#### DIRECTIVE
Copy the records word for word, starting at their first line and ending with the line that contains "[[132, 168]]".

>> begin ENTRIES SHOWN

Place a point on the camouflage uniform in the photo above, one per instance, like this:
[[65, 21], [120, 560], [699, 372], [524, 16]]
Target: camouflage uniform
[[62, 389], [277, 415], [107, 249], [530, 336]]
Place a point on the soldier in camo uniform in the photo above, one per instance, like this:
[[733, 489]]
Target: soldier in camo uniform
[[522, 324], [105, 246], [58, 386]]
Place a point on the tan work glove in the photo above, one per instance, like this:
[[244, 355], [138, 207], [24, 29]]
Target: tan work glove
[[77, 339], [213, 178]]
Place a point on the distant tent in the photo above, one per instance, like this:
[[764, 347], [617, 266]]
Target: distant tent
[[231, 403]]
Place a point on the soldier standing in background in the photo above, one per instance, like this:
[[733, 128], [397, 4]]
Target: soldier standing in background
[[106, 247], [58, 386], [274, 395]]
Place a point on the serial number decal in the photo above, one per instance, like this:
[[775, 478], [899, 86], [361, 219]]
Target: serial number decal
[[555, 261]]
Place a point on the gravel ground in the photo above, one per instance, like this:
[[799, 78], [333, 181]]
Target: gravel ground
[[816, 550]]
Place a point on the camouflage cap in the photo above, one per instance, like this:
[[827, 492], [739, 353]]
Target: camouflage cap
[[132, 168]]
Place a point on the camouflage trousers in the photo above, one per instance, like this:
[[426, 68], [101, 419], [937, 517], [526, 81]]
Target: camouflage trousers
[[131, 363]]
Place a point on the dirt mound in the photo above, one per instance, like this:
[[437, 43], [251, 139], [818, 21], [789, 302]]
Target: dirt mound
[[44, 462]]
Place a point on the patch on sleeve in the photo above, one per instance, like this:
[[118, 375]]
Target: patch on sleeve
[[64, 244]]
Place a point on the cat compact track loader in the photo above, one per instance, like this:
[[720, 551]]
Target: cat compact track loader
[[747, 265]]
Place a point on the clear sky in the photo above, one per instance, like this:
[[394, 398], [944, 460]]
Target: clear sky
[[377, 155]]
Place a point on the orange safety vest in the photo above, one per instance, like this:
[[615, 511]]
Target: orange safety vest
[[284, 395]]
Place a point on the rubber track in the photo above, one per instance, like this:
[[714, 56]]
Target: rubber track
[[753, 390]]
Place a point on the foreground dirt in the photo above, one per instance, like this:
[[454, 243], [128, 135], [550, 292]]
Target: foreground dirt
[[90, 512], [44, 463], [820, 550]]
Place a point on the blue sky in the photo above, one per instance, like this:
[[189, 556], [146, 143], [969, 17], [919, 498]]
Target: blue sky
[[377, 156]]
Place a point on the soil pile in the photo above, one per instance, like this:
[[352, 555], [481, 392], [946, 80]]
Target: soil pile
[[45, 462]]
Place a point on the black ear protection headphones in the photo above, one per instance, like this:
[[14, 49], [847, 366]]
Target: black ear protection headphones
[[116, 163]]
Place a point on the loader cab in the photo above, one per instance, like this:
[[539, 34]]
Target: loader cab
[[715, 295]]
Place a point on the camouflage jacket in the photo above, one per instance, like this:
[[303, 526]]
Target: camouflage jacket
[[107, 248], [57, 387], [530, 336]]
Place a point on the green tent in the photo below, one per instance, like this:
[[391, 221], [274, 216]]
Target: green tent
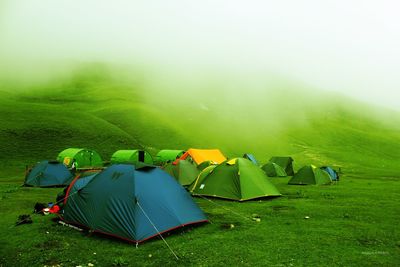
[[203, 173], [310, 174], [167, 155], [83, 158], [131, 157], [185, 172], [273, 170], [285, 162], [236, 179], [48, 173]]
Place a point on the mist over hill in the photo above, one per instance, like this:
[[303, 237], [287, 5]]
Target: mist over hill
[[106, 108]]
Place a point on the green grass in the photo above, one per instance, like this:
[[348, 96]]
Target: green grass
[[353, 223]]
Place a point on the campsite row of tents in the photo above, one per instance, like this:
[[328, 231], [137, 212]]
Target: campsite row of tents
[[186, 167], [138, 201]]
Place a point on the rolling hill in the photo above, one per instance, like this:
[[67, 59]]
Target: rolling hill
[[93, 109]]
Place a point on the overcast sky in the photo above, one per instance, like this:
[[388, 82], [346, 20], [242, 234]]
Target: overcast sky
[[351, 47]]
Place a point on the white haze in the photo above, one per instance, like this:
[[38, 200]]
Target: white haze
[[351, 47]]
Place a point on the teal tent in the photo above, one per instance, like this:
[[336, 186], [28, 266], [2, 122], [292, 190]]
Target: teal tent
[[185, 172], [131, 157], [131, 203]]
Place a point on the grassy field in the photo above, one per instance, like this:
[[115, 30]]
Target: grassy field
[[352, 223]]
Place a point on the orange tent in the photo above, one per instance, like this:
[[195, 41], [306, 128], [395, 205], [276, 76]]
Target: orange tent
[[201, 155]]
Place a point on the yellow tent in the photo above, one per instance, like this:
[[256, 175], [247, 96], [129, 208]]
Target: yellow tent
[[201, 155]]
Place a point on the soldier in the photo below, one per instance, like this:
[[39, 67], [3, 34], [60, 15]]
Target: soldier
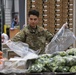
[[35, 36]]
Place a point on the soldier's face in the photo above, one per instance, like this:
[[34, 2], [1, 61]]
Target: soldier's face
[[33, 20]]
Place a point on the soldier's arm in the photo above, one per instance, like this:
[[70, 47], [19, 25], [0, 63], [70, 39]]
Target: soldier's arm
[[20, 36]]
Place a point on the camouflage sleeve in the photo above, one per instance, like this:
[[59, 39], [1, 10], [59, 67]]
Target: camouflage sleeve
[[48, 35], [20, 36]]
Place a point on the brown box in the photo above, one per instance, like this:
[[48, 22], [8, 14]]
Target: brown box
[[12, 54]]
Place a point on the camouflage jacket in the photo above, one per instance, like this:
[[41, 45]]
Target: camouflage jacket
[[35, 38]]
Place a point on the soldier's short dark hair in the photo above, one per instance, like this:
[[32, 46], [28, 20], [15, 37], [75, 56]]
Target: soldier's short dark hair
[[33, 12]]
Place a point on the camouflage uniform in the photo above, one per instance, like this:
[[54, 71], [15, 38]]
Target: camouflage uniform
[[35, 38]]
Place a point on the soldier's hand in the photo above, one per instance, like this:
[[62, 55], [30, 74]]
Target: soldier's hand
[[66, 25]]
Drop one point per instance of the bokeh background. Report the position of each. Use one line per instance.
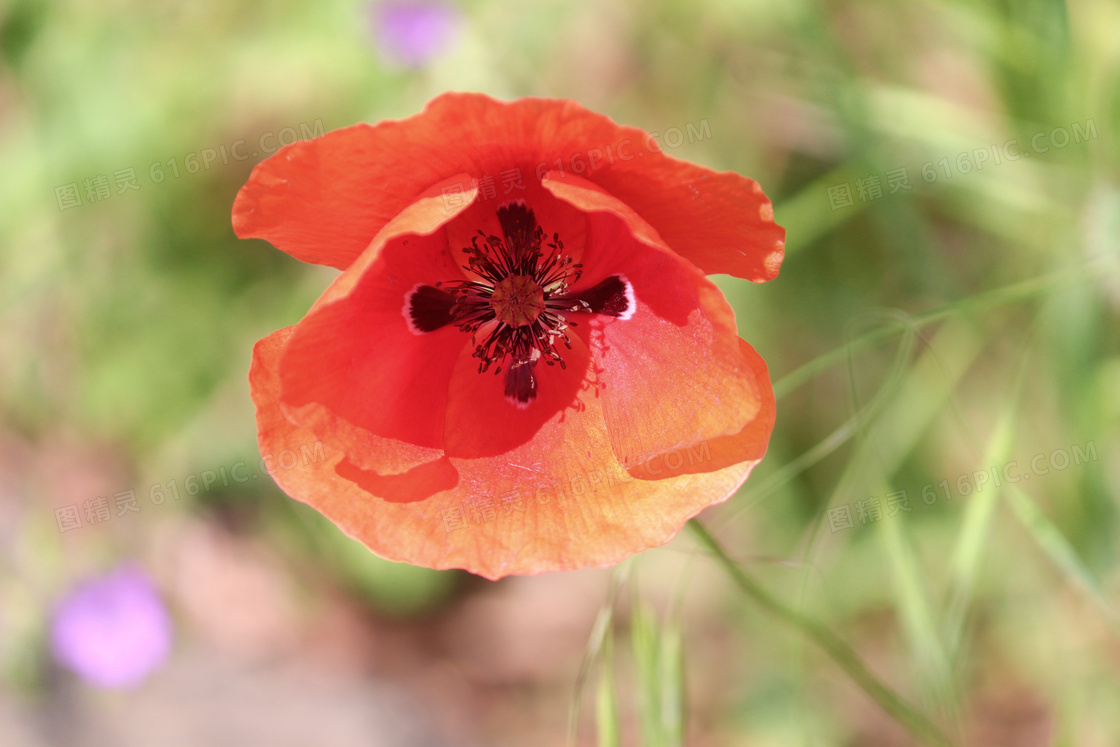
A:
(945, 320)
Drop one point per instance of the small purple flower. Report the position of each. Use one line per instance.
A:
(413, 31)
(112, 631)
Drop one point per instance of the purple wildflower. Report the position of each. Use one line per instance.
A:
(413, 31)
(112, 631)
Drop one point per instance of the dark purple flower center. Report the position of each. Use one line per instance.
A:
(516, 309)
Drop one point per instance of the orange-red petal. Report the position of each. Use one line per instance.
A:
(323, 201)
(560, 502)
(673, 374)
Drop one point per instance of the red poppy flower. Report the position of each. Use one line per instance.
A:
(522, 366)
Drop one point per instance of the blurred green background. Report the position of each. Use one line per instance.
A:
(945, 319)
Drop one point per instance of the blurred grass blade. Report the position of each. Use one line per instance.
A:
(672, 684)
(660, 673)
(596, 642)
(841, 653)
(606, 700)
(1053, 542)
(967, 559)
(647, 670)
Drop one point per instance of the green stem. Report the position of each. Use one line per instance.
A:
(840, 652)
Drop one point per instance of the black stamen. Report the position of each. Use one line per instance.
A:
(613, 297)
(516, 309)
(521, 385)
(428, 308)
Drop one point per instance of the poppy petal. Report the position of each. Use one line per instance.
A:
(279, 435)
(484, 421)
(323, 201)
(559, 502)
(360, 355)
(674, 372)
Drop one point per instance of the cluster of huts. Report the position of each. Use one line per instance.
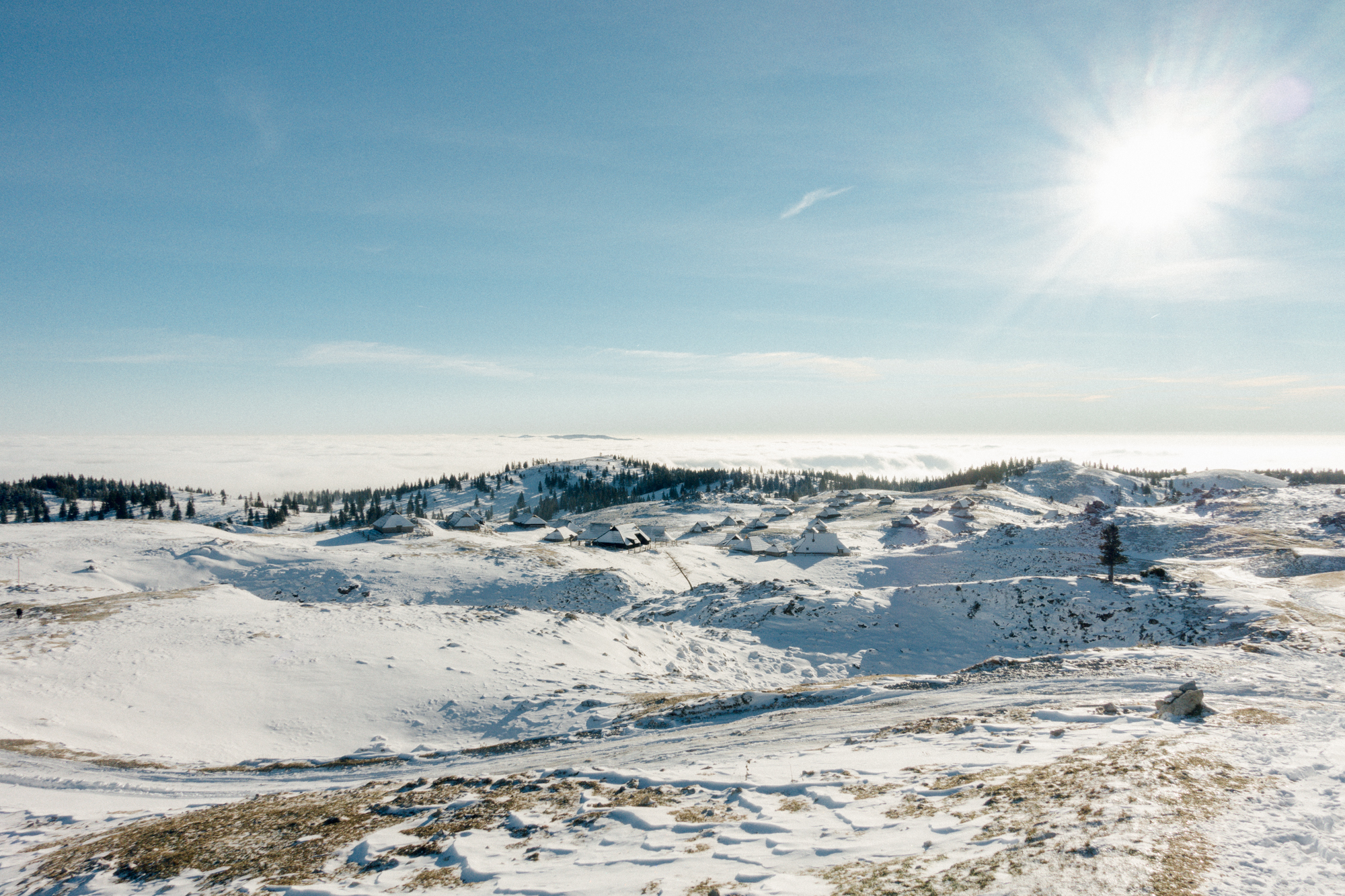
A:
(816, 538)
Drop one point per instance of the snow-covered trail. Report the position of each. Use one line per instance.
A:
(779, 797)
(337, 713)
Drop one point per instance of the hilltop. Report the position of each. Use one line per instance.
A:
(783, 697)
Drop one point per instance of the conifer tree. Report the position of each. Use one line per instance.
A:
(1110, 551)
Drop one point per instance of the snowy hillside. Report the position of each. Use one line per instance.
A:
(482, 706)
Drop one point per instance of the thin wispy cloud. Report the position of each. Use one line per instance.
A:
(1269, 381)
(1313, 391)
(793, 364)
(812, 200)
(1069, 396)
(375, 354)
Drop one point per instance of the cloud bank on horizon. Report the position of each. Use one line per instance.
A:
(278, 463)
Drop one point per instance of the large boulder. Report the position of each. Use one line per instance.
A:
(1187, 700)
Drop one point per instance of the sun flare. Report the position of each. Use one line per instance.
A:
(1153, 181)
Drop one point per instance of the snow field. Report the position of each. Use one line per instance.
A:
(484, 709)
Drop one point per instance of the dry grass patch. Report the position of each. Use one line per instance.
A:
(707, 814)
(61, 751)
(1250, 716)
(287, 840)
(1118, 821)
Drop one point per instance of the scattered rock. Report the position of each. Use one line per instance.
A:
(1187, 700)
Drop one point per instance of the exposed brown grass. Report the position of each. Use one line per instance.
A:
(1250, 716)
(61, 751)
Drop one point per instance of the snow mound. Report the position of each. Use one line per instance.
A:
(1073, 483)
(1229, 479)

>> end ENTRIES SHOWN

#### FULL ANSWER
Place a point on the camouflage uniform in the photo above, one per instance, like this:
[[65, 21], [120, 560], [699, 372], [524, 16]]
Target: camouflage uniform
[[62, 389], [277, 415], [107, 249], [530, 336]]
Place a point on the soldier in camo uniform in the photo above, one per instance, like this:
[[733, 489]]
Target: soldier in camo uniform
[[522, 324], [105, 246], [58, 386]]
Place a point on the tan work glove in the photo above, one per instance, like this:
[[244, 355], [138, 207], [24, 29]]
Target: tan work glove
[[77, 339], [213, 178]]
Place a point on the distant tent in the photo above, one per instance, like this:
[[764, 347], [617, 266]]
Target: distant tent
[[231, 403]]
Place a point on the soldier standing in background in the photo above, one per instance, like this:
[[733, 128], [397, 4]]
Target: soldier standing in background
[[106, 247], [58, 386], [274, 395]]
Place a point on the serial number decal in the photo above, one per instance, like this:
[[775, 478], [899, 86], [361, 219]]
Target: serial number decal
[[555, 261]]
Place a point on the gravel ground in the photo above, one per instance, like this:
[[799, 78], [333, 181]]
Target: gravel ground
[[816, 550]]
Place a point on the camouflage cap in the photo above, one per instance, like this:
[[827, 492], [739, 353]]
Target: camouflage cap
[[132, 168]]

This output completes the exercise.